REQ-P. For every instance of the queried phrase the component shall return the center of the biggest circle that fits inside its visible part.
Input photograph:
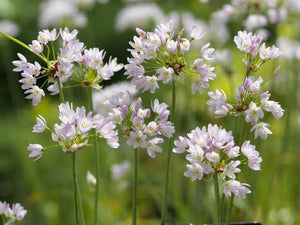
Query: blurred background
(44, 187)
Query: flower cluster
(85, 67)
(255, 52)
(136, 125)
(250, 102)
(75, 129)
(162, 56)
(12, 215)
(212, 151)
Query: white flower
(153, 147)
(231, 168)
(195, 171)
(35, 93)
(238, 189)
(254, 21)
(165, 74)
(253, 113)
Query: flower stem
(77, 199)
(169, 149)
(90, 97)
(239, 144)
(134, 187)
(217, 198)
(75, 189)
(23, 45)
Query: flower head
(136, 124)
(166, 53)
(255, 52)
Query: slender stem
(134, 187)
(75, 189)
(217, 198)
(61, 94)
(222, 207)
(23, 45)
(239, 144)
(97, 162)
(169, 149)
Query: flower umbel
(162, 56)
(212, 151)
(137, 126)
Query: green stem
(239, 144)
(169, 149)
(134, 188)
(61, 94)
(77, 198)
(217, 198)
(222, 207)
(75, 189)
(23, 45)
(97, 162)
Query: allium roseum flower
(74, 130)
(136, 125)
(254, 51)
(212, 151)
(72, 133)
(162, 56)
(71, 62)
(249, 102)
(12, 215)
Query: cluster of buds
(71, 61)
(250, 102)
(73, 133)
(136, 125)
(255, 52)
(212, 151)
(162, 56)
(12, 215)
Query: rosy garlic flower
(136, 125)
(255, 53)
(162, 56)
(212, 151)
(12, 215)
(250, 103)
(74, 130)
(71, 62)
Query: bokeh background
(44, 187)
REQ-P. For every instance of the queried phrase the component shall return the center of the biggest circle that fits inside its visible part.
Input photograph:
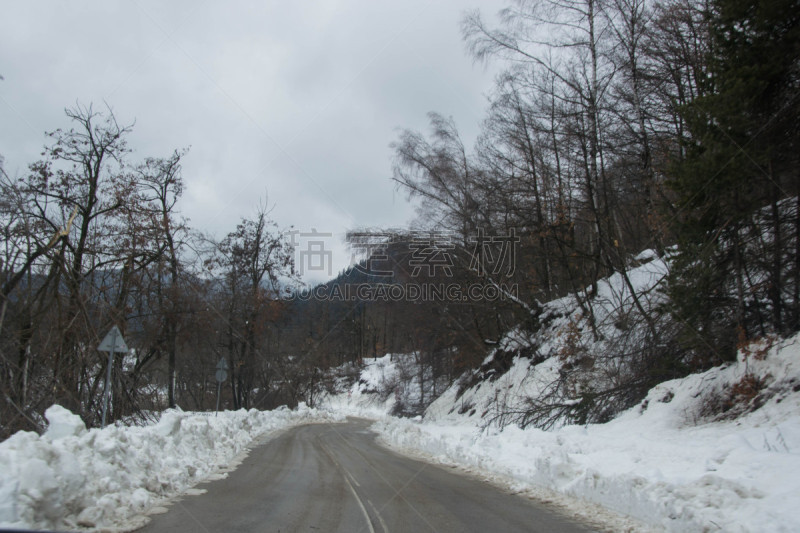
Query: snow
(666, 462)
(74, 478)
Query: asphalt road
(335, 477)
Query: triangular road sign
(113, 339)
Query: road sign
(112, 342)
(222, 375)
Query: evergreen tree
(734, 276)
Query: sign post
(222, 375)
(112, 342)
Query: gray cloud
(297, 100)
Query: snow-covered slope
(70, 478)
(672, 461)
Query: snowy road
(335, 477)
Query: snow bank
(71, 478)
(666, 462)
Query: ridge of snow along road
(71, 478)
(662, 462)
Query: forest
(615, 127)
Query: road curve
(335, 477)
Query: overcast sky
(295, 102)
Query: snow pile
(372, 395)
(388, 384)
(563, 361)
(667, 462)
(71, 478)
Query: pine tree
(741, 163)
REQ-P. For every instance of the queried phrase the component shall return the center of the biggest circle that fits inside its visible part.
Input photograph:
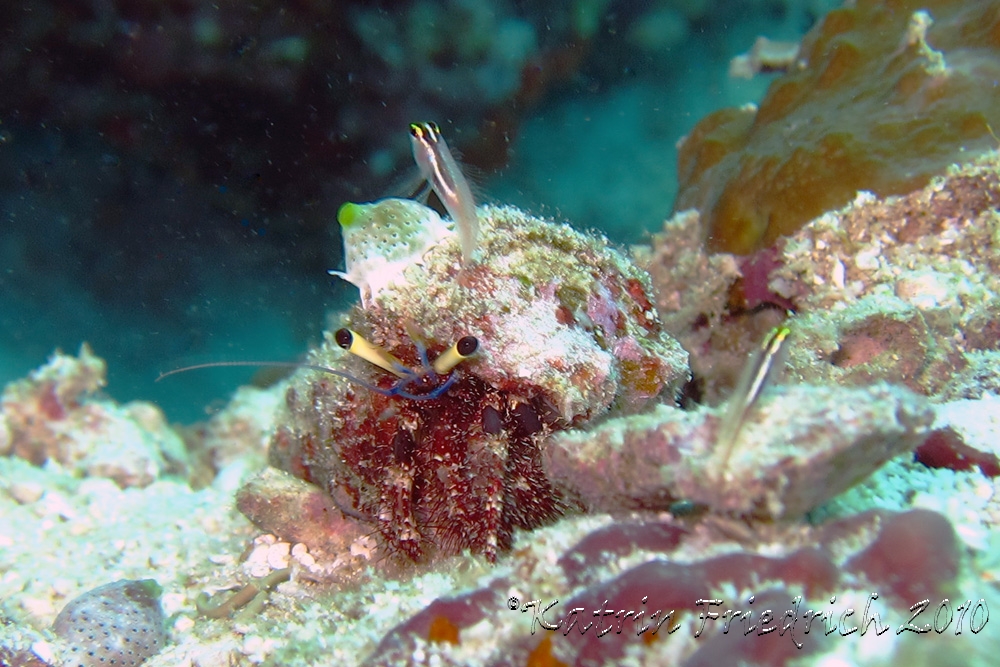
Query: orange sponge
(886, 94)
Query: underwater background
(171, 171)
(710, 376)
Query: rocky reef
(514, 456)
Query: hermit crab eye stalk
(427, 381)
(355, 343)
(464, 348)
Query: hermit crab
(459, 362)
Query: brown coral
(887, 94)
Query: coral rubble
(53, 416)
(884, 96)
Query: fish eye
(467, 345)
(344, 338)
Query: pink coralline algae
(55, 415)
(566, 332)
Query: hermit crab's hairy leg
(764, 365)
(439, 168)
(395, 519)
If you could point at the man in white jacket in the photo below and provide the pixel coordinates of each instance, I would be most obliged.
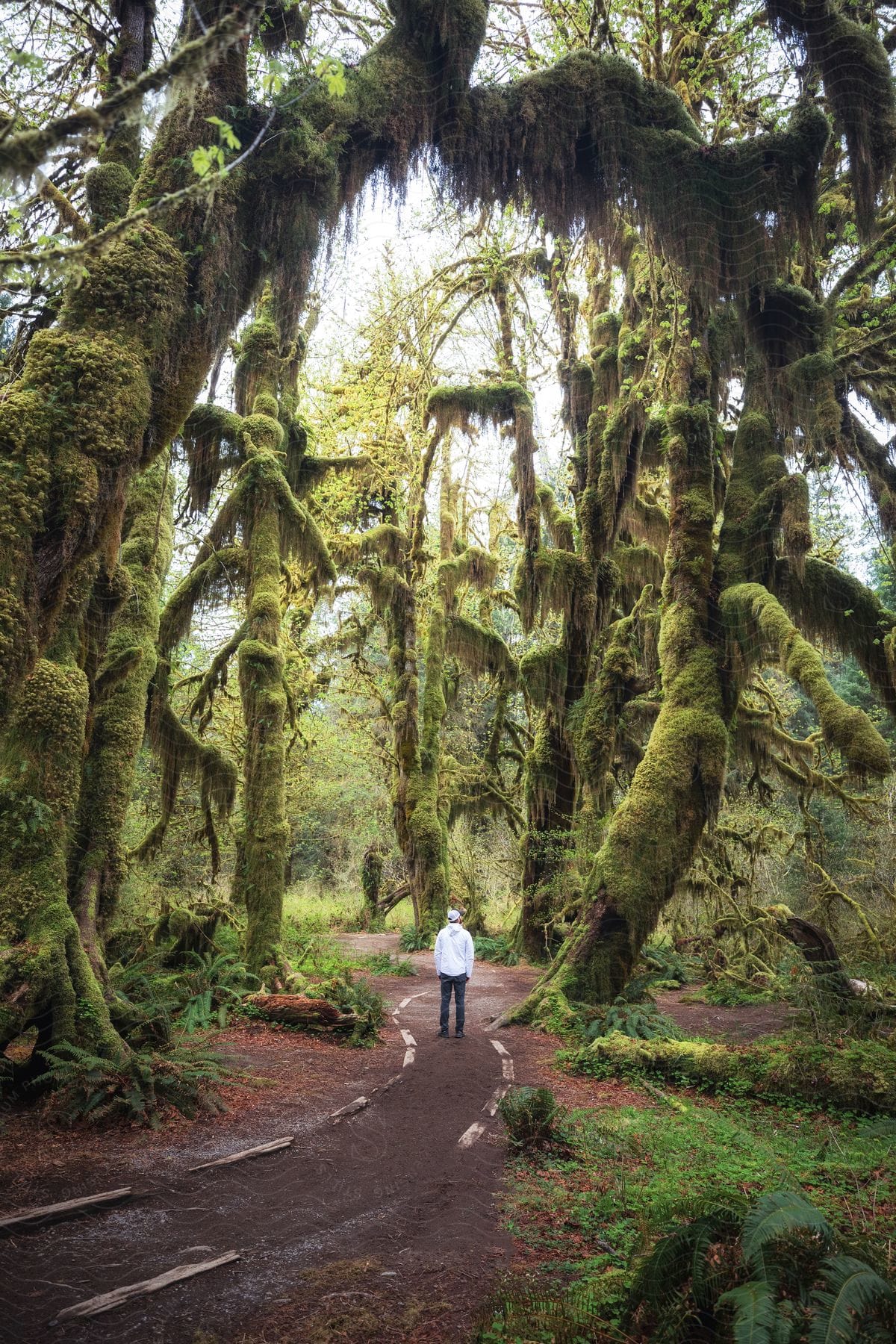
□ □ □ □ □ □ □
▶ Work order
Every line above gets copied exactly; none of the pictures do.

▶ Response for this exercise
REQ-P. For every instance of the queried phrase the component shall return the center of the biggest circle that fits inside its visible part.
Input photograph:
Query: blurred background
(44, 187)
Query: flower cluster
(85, 67)
(255, 52)
(136, 125)
(250, 102)
(75, 129)
(162, 56)
(12, 215)
(212, 151)
Query: white flower
(153, 147)
(231, 168)
(195, 171)
(35, 93)
(238, 189)
(254, 21)
(165, 74)
(253, 113)
Query: flower stem
(77, 199)
(169, 149)
(90, 97)
(239, 144)
(134, 187)
(217, 198)
(75, 189)
(23, 45)
Query: flower head
(136, 124)
(166, 53)
(255, 52)
Query: slender stem
(134, 187)
(75, 189)
(217, 198)
(61, 94)
(222, 207)
(23, 45)
(239, 144)
(97, 162)
(169, 149)
Query: flower umbel
(162, 56)
(212, 151)
(137, 126)
Query: green stem
(239, 144)
(169, 149)
(134, 188)
(61, 94)
(77, 198)
(217, 198)
(222, 207)
(75, 189)
(23, 45)
(97, 162)
Query: allium roseum flower
(74, 130)
(136, 125)
(254, 51)
(212, 151)
(72, 133)
(162, 56)
(71, 62)
(249, 102)
(12, 215)
Query: cluster of buds
(71, 61)
(250, 102)
(73, 133)
(136, 125)
(255, 52)
(212, 151)
(162, 56)
(12, 215)
Query: rosy garlic flower
(136, 125)
(255, 53)
(162, 56)
(212, 151)
(12, 215)
(250, 103)
(74, 130)
(71, 62)
Query: bokeh background
(44, 187)
REQ-P. For every instance of the queried phrase the component shall return the center of the biggest circle that fits inside its visible part.
Input photograph:
Query: snow
(666, 462)
(74, 478)
Query: asphalt road
(335, 477)
Query: triangular road sign
(113, 339)
Query: road sign
(112, 342)
(222, 375)
Query: evergreen tree
(734, 276)
Query: sign post
(222, 375)
(112, 342)
Query: gray cloud
(297, 100)
Query: snow-covered slope
(70, 478)
(672, 461)
Query: snowy road
(335, 477)
Query: snow bank
(71, 478)
(666, 462)
Query: ridge of snow along road
(71, 478)
(662, 462)
Query: forest
(615, 127)
Query: road curve
(335, 477)
Query: overcast sky
(295, 102)
Query: snow pile
(372, 395)
(388, 384)
(563, 361)
(667, 462)
(71, 478)
Query: pine tree
(741, 163)
REQ-P. For every instance of the queried phrase the component shall return the center of the biggest circle that fits inside its visible part.
Input photograph:
Query: orange sponge
(886, 94)
Query: underwater background
(171, 171)
(710, 376)
Query: rocky reef
(514, 456)
Query: hermit crab eye stalk
(427, 381)
(355, 343)
(464, 348)
Query: hermit crab
(459, 362)
Query: brown coral
(887, 94)
Query: coral rubble
(53, 416)
(884, 96)
Query: fish eye
(467, 345)
(344, 338)
Query: pink coralline algae
(55, 415)
(566, 332)
Query: hermit crab's hairy leg
(764, 365)
(439, 168)
(395, 519)
If you could point at the man in white jacket in the photo below and provide the pixel coordinates of each instance, I would be most obliged.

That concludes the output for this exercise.